Tally the lines of the material that carry the word "marker". Give no more than the number.

(Dataset extract Opens)

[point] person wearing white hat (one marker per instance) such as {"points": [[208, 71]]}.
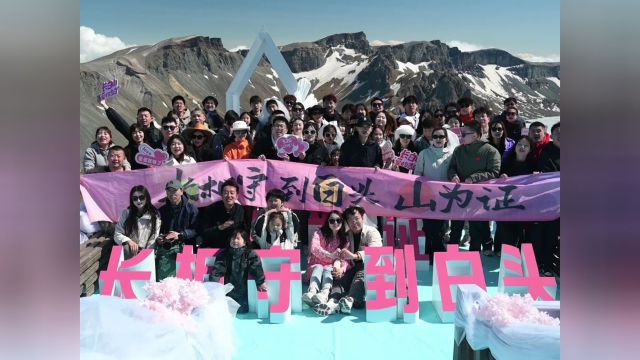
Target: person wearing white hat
{"points": [[200, 137], [404, 137], [240, 148]]}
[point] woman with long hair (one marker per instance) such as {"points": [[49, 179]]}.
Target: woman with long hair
{"points": [[178, 148], [139, 224], [136, 139], [498, 138], [518, 162], [385, 121], [404, 135], [323, 257]]}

(Dataset extract Closes)

#### [Output]
2